+++ Provided records

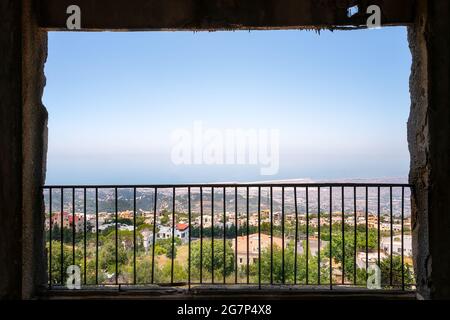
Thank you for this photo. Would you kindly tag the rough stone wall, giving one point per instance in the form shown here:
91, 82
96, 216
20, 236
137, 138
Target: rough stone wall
10, 149
429, 145
22, 150
34, 150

++++++

#### [What you need to do]
Please render every line of the rows above as a Markdown table with the columns "No." and "Line", numbering each line and skipping blank lines. Leave the pictures out.

#### [Solution for this task]
| No. | Line |
|---|---|
| 1 | Thank you for this photo. Would you kindly tag the rough stone wall, giving one point per instance in the form shown here: |
| 2 | 91, 82 |
| 3 | 96, 216 |
| 4 | 20, 236 |
| 5 | 137, 138 |
| 6 | Target: rough stone wall |
| 7 | 10, 149 |
| 8 | 429, 145 |
| 9 | 22, 150 |
| 10 | 34, 150 |